***** Data excerpts
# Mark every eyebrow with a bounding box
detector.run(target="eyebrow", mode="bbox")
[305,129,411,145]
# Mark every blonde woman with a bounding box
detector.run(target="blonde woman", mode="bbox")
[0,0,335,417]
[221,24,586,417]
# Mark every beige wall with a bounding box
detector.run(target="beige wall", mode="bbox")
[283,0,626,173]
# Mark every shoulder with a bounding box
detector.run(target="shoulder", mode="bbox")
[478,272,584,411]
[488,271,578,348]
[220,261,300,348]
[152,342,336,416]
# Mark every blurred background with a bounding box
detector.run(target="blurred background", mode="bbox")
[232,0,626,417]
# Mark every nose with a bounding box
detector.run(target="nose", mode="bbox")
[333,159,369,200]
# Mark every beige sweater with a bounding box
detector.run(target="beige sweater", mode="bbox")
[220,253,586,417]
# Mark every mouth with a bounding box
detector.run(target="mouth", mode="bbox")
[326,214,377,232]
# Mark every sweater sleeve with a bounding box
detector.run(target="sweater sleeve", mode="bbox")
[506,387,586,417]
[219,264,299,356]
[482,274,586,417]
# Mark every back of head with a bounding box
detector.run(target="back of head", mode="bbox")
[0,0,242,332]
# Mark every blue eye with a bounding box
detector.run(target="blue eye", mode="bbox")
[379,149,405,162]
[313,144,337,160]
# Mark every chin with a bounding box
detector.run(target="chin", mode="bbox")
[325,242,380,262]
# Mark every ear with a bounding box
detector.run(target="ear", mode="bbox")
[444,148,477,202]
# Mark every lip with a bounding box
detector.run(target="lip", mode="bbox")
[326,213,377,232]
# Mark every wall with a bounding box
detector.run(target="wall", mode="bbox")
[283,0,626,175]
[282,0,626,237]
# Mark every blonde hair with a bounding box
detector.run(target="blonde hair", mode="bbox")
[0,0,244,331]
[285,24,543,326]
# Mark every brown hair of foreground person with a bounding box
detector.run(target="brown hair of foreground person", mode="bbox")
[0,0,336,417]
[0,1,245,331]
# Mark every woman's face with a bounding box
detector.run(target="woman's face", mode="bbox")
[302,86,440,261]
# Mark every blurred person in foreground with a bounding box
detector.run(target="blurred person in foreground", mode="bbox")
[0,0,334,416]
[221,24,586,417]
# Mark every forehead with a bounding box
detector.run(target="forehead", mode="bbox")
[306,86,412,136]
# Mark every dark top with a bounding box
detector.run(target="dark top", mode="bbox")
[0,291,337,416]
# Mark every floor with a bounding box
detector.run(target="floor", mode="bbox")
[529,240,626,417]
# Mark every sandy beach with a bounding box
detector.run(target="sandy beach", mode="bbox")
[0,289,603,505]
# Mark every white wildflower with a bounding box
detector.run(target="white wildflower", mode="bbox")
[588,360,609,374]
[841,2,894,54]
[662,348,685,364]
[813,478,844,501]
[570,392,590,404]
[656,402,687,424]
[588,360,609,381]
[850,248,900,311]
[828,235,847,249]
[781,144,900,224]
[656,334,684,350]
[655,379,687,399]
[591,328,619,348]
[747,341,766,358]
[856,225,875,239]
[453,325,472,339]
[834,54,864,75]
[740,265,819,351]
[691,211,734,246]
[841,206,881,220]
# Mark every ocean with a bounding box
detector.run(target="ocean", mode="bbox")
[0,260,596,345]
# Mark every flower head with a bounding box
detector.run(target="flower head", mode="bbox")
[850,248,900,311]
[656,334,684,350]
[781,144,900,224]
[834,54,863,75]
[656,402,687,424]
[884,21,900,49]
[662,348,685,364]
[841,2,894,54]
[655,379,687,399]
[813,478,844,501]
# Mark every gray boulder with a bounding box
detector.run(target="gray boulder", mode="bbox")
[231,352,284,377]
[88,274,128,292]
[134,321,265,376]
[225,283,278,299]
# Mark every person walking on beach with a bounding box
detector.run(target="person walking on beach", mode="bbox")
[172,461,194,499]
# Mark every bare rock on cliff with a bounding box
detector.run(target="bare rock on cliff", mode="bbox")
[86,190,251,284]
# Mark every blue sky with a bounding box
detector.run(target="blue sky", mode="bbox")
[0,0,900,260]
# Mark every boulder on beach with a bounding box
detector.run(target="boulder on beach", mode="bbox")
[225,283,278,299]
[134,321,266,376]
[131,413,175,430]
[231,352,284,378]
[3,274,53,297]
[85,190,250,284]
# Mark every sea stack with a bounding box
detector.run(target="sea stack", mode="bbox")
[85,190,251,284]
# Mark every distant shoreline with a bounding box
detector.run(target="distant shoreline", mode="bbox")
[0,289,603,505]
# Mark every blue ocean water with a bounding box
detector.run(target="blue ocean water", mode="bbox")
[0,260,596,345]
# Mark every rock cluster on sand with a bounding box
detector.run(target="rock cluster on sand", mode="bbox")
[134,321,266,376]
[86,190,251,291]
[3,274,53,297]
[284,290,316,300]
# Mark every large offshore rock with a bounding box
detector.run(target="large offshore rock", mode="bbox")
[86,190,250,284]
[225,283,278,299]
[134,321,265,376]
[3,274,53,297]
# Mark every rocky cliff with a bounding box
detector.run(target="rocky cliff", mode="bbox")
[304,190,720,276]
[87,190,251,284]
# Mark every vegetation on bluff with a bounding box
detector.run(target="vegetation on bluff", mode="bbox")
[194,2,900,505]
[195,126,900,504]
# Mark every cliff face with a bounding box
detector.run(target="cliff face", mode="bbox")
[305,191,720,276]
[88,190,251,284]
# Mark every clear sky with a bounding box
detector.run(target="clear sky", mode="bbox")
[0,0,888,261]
**********
Extract every line of the records above that contains the string "white".

# Mark every white wildflower with a bounding box
detector.run(target="white wildflower", mode="bbox")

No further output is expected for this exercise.